Problem to work on
Check the entries below and say how many lines include the word "cloud". No other text is wanted.

Material for this exercise
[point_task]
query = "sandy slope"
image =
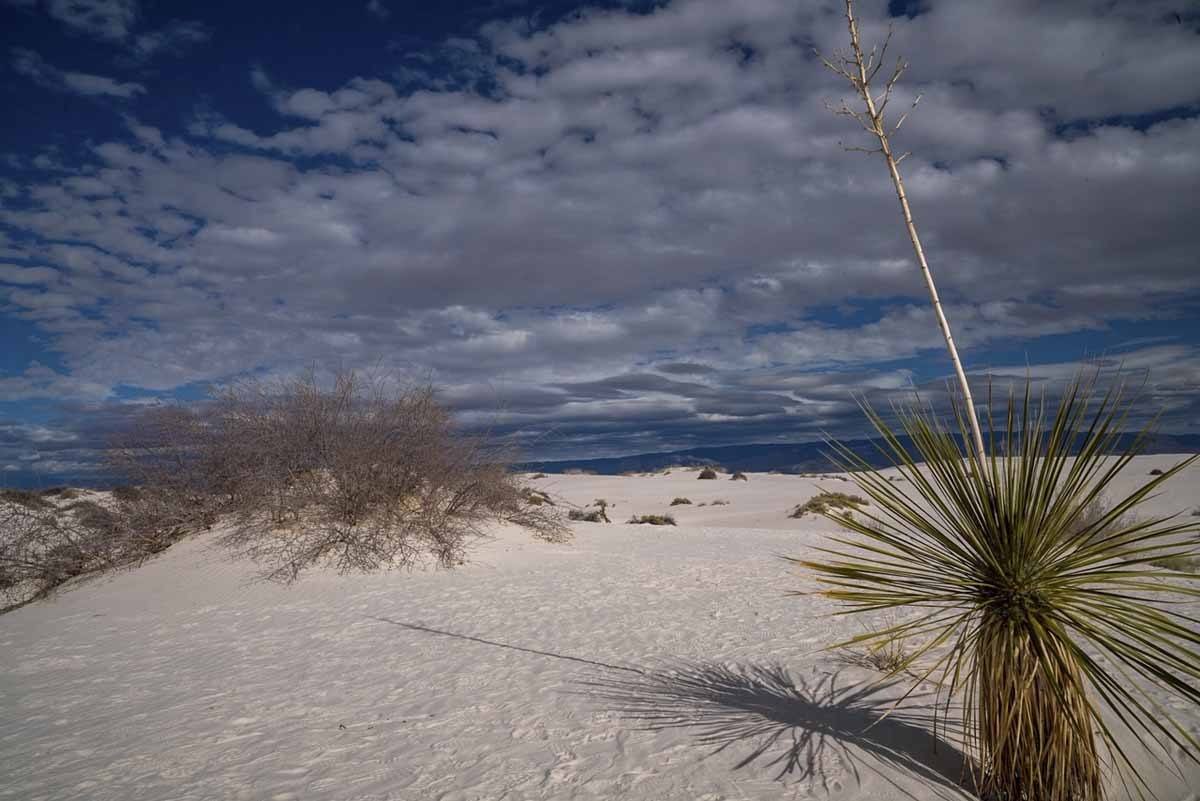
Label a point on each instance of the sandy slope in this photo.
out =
(637, 662)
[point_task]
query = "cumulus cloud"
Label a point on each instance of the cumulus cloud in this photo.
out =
(629, 230)
(33, 66)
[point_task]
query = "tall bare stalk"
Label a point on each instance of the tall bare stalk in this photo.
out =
(861, 70)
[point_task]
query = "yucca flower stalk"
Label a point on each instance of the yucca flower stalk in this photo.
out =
(1049, 624)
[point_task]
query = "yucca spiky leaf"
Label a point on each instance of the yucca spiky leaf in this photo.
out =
(1050, 624)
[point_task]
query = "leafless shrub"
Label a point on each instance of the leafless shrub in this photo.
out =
(41, 548)
(358, 476)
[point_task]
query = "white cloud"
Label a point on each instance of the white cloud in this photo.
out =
(31, 65)
(634, 190)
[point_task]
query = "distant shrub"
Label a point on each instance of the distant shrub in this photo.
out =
(825, 503)
(125, 493)
(652, 519)
(358, 475)
(537, 498)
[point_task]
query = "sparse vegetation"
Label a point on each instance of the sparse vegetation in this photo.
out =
(1033, 678)
(587, 516)
(826, 503)
(359, 475)
(652, 519)
(537, 498)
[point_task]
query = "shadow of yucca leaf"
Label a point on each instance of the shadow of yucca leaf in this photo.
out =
(797, 727)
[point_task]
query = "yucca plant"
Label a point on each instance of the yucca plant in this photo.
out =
(1051, 626)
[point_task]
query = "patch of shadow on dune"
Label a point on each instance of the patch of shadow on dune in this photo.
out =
(798, 727)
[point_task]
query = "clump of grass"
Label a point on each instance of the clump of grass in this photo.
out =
(587, 516)
(27, 498)
(537, 498)
(889, 655)
(826, 503)
(652, 519)
(1039, 621)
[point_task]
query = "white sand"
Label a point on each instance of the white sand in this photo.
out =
(637, 662)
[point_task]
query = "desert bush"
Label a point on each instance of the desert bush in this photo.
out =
(823, 503)
(41, 548)
(125, 493)
(537, 498)
(1047, 621)
(359, 475)
(652, 519)
(587, 516)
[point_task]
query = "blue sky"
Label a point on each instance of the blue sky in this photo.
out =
(599, 228)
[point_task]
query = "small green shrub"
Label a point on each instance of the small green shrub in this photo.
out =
(652, 519)
(825, 503)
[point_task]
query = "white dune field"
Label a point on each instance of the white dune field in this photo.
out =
(636, 662)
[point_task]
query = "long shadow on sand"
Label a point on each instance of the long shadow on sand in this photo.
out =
(797, 727)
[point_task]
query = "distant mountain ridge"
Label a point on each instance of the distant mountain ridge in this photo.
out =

Final answer
4